Only the lines from the beginning of the data through the one with "Target: teeth" belong in the answer, each retyped exactly, with pictures left out.

Referring expression data:
Start of Block
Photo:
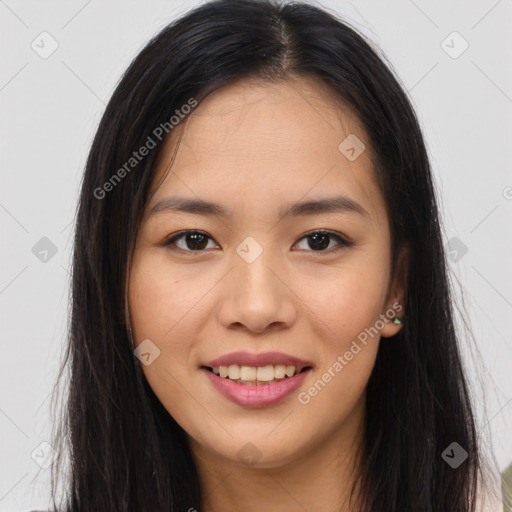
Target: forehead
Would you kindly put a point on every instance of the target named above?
(254, 146)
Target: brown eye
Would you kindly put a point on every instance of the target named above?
(189, 241)
(319, 241)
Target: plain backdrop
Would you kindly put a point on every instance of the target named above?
(460, 84)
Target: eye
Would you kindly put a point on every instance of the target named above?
(194, 241)
(318, 241)
(197, 241)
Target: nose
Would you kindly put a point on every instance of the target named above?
(257, 297)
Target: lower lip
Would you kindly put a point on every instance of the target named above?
(260, 395)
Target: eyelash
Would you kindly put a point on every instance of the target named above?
(343, 242)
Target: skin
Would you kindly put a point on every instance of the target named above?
(254, 147)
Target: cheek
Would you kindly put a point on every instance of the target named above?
(346, 303)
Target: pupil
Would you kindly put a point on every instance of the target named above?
(323, 244)
(198, 241)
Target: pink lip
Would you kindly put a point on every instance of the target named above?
(263, 359)
(260, 395)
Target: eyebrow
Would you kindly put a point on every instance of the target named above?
(338, 204)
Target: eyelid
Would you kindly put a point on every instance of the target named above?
(343, 241)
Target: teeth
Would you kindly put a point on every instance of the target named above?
(251, 374)
(290, 370)
(248, 372)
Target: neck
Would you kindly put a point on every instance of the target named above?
(317, 480)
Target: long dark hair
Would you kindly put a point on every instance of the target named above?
(126, 453)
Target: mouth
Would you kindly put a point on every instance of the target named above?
(257, 375)
(256, 386)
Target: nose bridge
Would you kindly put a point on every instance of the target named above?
(254, 279)
(256, 297)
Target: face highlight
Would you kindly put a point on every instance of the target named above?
(264, 237)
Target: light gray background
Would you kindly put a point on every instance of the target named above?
(49, 112)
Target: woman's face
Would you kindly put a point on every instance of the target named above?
(262, 288)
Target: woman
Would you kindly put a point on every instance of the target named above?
(261, 316)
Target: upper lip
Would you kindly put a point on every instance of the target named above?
(262, 359)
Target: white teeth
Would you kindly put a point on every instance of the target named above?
(234, 372)
(279, 371)
(290, 370)
(251, 374)
(265, 373)
(248, 372)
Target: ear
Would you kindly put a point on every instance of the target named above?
(395, 302)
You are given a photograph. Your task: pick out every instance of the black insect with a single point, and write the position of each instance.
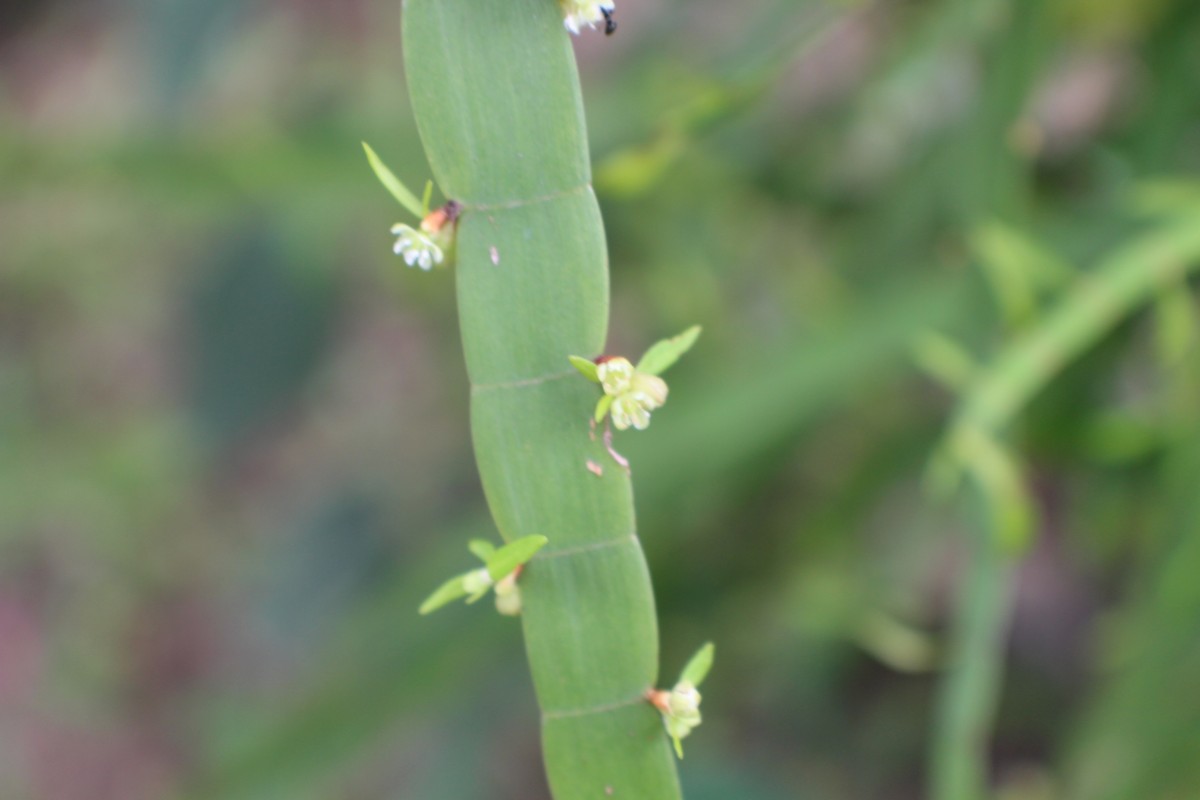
(610, 24)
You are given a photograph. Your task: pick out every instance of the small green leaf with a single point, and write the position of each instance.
(513, 555)
(663, 354)
(945, 360)
(481, 548)
(393, 184)
(697, 668)
(587, 367)
(603, 407)
(426, 198)
(447, 593)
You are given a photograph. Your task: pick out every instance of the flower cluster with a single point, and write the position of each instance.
(634, 394)
(681, 705)
(577, 13)
(417, 247)
(631, 392)
(681, 710)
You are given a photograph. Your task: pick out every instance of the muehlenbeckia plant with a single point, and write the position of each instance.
(681, 705)
(577, 13)
(502, 567)
(431, 244)
(631, 392)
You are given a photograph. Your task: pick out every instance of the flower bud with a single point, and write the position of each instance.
(684, 701)
(649, 390)
(616, 376)
(508, 595)
(477, 582)
(628, 410)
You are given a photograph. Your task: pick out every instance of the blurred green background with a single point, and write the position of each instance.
(233, 427)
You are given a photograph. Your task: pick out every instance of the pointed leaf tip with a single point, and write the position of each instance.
(394, 185)
(664, 354)
(447, 593)
(587, 367)
(514, 554)
(697, 668)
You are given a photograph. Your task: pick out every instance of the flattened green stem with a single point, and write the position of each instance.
(971, 689)
(496, 95)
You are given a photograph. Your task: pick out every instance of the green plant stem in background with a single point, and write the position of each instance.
(497, 100)
(1126, 281)
(975, 673)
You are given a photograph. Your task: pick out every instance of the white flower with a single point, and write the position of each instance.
(508, 595)
(415, 247)
(577, 13)
(635, 394)
(649, 390)
(684, 701)
(477, 582)
(628, 411)
(616, 376)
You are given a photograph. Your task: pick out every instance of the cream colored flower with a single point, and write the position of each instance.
(577, 13)
(415, 247)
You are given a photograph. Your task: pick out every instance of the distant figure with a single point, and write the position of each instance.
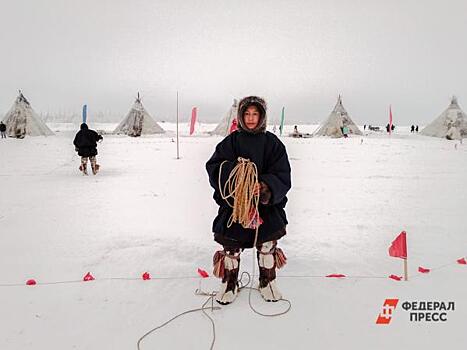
(3, 130)
(86, 145)
(345, 131)
(295, 131)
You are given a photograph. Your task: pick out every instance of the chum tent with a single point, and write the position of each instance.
(21, 120)
(337, 120)
(451, 124)
(223, 128)
(138, 122)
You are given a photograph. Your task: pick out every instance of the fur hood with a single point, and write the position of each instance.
(259, 103)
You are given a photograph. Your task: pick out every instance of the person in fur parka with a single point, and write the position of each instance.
(253, 142)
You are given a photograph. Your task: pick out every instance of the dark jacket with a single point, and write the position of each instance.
(270, 157)
(86, 141)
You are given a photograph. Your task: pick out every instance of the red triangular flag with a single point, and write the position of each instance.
(394, 277)
(233, 126)
(398, 248)
(423, 270)
(203, 273)
(88, 277)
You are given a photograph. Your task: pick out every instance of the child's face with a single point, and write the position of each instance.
(251, 117)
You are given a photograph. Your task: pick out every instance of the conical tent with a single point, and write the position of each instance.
(138, 122)
(223, 128)
(451, 124)
(337, 120)
(21, 120)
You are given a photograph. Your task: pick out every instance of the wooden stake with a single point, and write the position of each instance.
(406, 273)
(178, 153)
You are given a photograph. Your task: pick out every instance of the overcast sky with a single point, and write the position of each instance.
(298, 54)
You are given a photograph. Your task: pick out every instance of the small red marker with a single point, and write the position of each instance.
(88, 277)
(396, 278)
(203, 273)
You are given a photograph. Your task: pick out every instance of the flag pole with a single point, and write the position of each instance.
(406, 263)
(406, 273)
(178, 152)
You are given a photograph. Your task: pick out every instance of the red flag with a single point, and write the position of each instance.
(193, 120)
(203, 273)
(390, 119)
(423, 270)
(398, 248)
(88, 277)
(233, 126)
(396, 278)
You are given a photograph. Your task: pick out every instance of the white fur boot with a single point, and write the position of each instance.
(268, 256)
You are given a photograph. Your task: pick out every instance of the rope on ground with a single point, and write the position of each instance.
(202, 308)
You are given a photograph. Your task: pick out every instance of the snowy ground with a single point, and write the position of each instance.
(147, 211)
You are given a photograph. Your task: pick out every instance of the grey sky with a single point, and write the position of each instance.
(300, 54)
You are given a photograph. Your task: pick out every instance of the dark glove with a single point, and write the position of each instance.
(264, 193)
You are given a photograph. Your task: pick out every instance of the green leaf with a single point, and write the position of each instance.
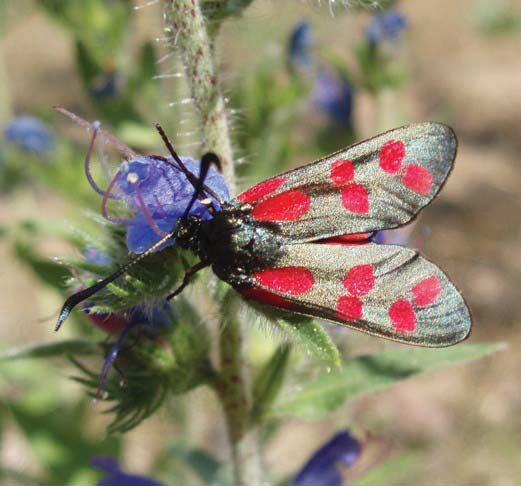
(364, 374)
(393, 471)
(201, 462)
(311, 336)
(269, 381)
(48, 271)
(48, 350)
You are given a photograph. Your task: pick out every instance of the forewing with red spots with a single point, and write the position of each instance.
(388, 291)
(377, 184)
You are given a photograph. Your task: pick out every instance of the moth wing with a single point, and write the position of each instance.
(384, 290)
(380, 183)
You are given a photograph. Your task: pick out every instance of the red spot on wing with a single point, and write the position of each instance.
(349, 308)
(342, 172)
(359, 280)
(261, 190)
(355, 198)
(286, 206)
(286, 280)
(391, 156)
(402, 316)
(427, 291)
(418, 178)
(351, 239)
(265, 297)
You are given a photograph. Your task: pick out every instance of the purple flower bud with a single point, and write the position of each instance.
(154, 316)
(299, 46)
(333, 95)
(386, 25)
(323, 467)
(116, 477)
(159, 195)
(29, 134)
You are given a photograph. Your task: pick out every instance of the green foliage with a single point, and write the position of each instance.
(304, 331)
(156, 364)
(364, 374)
(268, 382)
(59, 439)
(74, 347)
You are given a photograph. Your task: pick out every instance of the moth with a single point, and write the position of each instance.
(302, 240)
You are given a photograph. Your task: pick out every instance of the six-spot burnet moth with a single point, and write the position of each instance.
(302, 241)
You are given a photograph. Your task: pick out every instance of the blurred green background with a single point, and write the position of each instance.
(461, 65)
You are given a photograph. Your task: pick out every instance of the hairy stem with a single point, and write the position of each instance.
(187, 30)
(231, 389)
(5, 105)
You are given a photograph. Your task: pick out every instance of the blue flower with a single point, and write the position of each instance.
(29, 134)
(155, 315)
(385, 25)
(333, 95)
(299, 45)
(158, 194)
(116, 477)
(323, 467)
(97, 257)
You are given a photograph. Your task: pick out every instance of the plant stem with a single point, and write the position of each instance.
(5, 105)
(187, 29)
(231, 389)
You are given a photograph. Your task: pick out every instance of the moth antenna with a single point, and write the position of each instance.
(180, 165)
(86, 164)
(84, 294)
(107, 135)
(206, 161)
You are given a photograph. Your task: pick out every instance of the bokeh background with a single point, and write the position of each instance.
(462, 65)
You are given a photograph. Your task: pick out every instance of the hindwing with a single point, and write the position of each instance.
(384, 290)
(377, 184)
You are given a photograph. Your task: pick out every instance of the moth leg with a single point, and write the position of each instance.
(186, 280)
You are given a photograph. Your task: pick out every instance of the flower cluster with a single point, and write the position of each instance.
(332, 93)
(154, 316)
(299, 46)
(324, 467)
(158, 194)
(117, 477)
(386, 25)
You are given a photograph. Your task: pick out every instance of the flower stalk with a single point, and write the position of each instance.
(188, 31)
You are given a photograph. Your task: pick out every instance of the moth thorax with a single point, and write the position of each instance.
(186, 233)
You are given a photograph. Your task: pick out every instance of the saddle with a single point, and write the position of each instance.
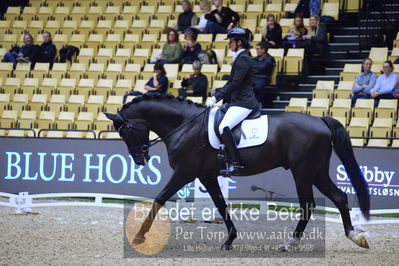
(237, 130)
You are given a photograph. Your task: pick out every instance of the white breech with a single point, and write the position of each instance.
(234, 115)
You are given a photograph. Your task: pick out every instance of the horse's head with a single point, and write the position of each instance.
(136, 136)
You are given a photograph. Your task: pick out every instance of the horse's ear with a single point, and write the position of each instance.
(113, 117)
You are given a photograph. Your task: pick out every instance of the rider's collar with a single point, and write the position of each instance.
(235, 54)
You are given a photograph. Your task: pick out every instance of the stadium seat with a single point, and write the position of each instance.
(330, 9)
(386, 108)
(38, 102)
(85, 87)
(30, 86)
(378, 54)
(46, 120)
(358, 127)
(59, 70)
(319, 107)
(297, 105)
(94, 104)
(350, 72)
(293, 61)
(364, 108)
(4, 101)
(102, 122)
(27, 119)
(77, 70)
(344, 90)
(20, 102)
(324, 89)
(341, 108)
(114, 104)
(22, 70)
(123, 86)
(48, 86)
(66, 86)
(65, 120)
(8, 118)
(104, 87)
(56, 103)
(84, 121)
(40, 70)
(85, 55)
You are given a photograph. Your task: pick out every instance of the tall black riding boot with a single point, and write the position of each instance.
(232, 154)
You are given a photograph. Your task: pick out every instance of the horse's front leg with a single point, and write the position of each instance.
(177, 181)
(213, 188)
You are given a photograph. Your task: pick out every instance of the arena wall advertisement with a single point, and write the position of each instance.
(93, 166)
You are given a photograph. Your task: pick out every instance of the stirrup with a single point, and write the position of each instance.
(231, 169)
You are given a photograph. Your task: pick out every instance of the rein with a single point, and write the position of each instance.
(144, 147)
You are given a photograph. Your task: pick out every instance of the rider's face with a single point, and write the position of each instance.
(233, 45)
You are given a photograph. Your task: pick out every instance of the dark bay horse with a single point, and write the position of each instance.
(298, 142)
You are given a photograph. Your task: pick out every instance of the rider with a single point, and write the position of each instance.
(240, 89)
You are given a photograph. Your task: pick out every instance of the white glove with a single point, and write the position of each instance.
(211, 101)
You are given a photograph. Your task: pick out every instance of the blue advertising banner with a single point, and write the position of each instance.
(103, 166)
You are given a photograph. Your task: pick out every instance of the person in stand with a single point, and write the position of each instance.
(271, 32)
(295, 35)
(221, 20)
(262, 69)
(158, 84)
(172, 50)
(242, 96)
(187, 18)
(195, 84)
(364, 82)
(387, 84)
(316, 36)
(24, 54)
(47, 50)
(192, 48)
(205, 7)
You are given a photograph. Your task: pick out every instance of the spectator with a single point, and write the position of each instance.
(263, 65)
(387, 85)
(47, 49)
(317, 37)
(221, 20)
(172, 50)
(187, 18)
(195, 84)
(295, 35)
(205, 8)
(191, 49)
(157, 84)
(364, 82)
(26, 53)
(271, 32)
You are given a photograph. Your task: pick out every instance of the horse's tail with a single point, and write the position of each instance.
(343, 148)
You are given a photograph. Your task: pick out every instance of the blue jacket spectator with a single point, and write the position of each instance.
(387, 84)
(364, 82)
(263, 65)
(25, 54)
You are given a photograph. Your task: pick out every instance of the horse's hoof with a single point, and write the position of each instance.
(358, 238)
(138, 240)
(225, 247)
(287, 246)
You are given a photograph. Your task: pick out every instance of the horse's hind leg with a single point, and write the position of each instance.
(306, 202)
(213, 188)
(340, 199)
(175, 184)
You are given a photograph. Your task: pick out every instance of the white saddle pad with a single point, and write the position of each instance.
(255, 131)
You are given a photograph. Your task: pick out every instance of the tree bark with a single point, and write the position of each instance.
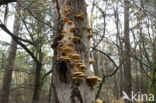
(127, 61)
(2, 2)
(65, 89)
(5, 90)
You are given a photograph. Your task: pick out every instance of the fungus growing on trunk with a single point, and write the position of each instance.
(89, 29)
(75, 38)
(80, 16)
(98, 101)
(90, 36)
(63, 32)
(92, 61)
(69, 22)
(65, 19)
(75, 56)
(67, 11)
(72, 29)
(93, 80)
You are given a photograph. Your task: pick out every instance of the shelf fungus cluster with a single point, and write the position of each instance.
(93, 80)
(67, 52)
(98, 101)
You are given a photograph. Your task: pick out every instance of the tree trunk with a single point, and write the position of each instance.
(5, 90)
(120, 50)
(127, 61)
(65, 89)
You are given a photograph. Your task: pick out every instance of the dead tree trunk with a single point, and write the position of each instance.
(127, 61)
(71, 54)
(5, 90)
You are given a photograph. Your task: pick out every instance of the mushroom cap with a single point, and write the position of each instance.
(71, 29)
(89, 29)
(70, 44)
(63, 31)
(75, 38)
(94, 80)
(75, 56)
(77, 61)
(77, 78)
(76, 74)
(83, 75)
(92, 61)
(98, 101)
(82, 66)
(78, 64)
(66, 19)
(69, 22)
(64, 58)
(59, 41)
(80, 16)
(90, 36)
(66, 49)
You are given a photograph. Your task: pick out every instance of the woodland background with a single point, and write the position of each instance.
(34, 28)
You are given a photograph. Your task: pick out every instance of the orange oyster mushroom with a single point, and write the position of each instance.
(98, 101)
(63, 32)
(93, 80)
(69, 22)
(75, 56)
(75, 38)
(66, 19)
(72, 29)
(92, 61)
(89, 29)
(90, 36)
(80, 16)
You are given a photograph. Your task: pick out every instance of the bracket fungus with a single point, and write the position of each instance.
(65, 19)
(63, 32)
(98, 101)
(75, 56)
(76, 73)
(67, 11)
(80, 16)
(69, 22)
(93, 80)
(66, 49)
(92, 61)
(90, 36)
(59, 41)
(70, 44)
(75, 38)
(89, 29)
(64, 58)
(72, 29)
(77, 78)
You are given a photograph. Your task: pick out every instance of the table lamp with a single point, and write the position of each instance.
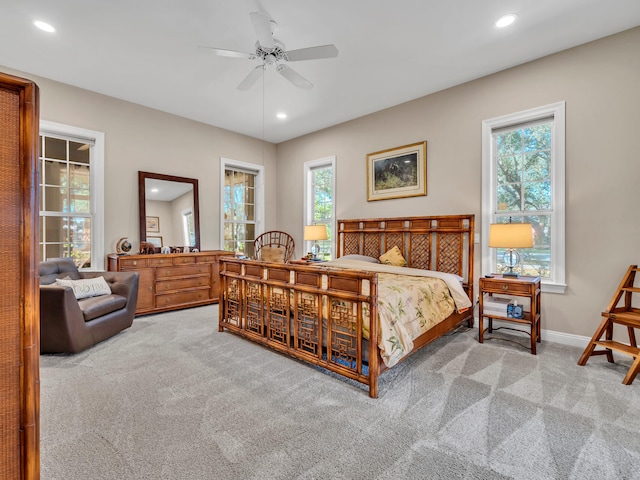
(511, 236)
(315, 233)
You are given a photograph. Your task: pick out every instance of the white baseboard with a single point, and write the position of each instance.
(547, 335)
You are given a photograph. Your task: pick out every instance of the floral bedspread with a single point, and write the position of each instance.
(409, 304)
(407, 308)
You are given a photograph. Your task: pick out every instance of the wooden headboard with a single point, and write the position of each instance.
(443, 243)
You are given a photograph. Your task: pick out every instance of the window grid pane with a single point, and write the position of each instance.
(63, 234)
(239, 211)
(523, 192)
(322, 194)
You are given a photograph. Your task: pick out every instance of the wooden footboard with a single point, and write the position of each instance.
(313, 313)
(316, 313)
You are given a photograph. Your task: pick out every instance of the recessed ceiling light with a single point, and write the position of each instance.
(44, 26)
(505, 20)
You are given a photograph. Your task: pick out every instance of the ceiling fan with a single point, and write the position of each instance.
(273, 52)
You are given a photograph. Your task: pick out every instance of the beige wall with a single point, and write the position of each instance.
(140, 138)
(600, 83)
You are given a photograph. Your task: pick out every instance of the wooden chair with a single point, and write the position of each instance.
(626, 315)
(274, 246)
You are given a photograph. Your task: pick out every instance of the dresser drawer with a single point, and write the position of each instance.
(182, 271)
(192, 296)
(182, 283)
(133, 263)
(506, 287)
(184, 260)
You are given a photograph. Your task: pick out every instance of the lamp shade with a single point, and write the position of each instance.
(315, 232)
(510, 235)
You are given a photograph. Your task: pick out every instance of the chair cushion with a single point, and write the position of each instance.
(94, 307)
(272, 254)
(86, 287)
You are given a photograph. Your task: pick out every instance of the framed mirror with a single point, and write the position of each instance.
(169, 210)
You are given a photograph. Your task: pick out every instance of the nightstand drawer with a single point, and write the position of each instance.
(506, 287)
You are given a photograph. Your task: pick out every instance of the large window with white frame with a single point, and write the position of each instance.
(71, 188)
(242, 205)
(523, 163)
(319, 204)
End of Block
## Problem solution
Photo:
Target: forehead
Would you kindly put a point on every instance of the target named above?
(254, 146)
Target: brown eye
Would you kindly put a point on every instance of the target named above?
(189, 241)
(319, 241)
Target: plain backdrop
Would you kindly put a point on every instance of the target named above?
(460, 84)
Target: eye
Would you kindly put a point on every instance of the target named above?
(194, 241)
(318, 241)
(197, 241)
Target: nose
Would you kindly put a point on every instance of the target named above?
(257, 297)
Target: lower lip
Would you kindly put a point on every instance of the target named above?
(260, 395)
Target: eyelash
Would you kindly put a point on every instance of the target named above?
(343, 242)
Target: skin
Would you kindly put a point on every instance of the target named above?
(254, 147)
Target: cheek
Would you kindly put a point on every instance of the target named above?
(346, 303)
Target: pupil
Would you kindly put a point on every instance of the target named above?
(323, 244)
(198, 241)
Target: pink lip
Would you kindly put a point on every instance of the target named above?
(263, 359)
(260, 395)
Target: eyebrow
Would you kindly put a point on every instance of the target named above?
(338, 204)
Target: eyelid
Would you kindly put a point on every instance of the target named above?
(343, 241)
Target: teeth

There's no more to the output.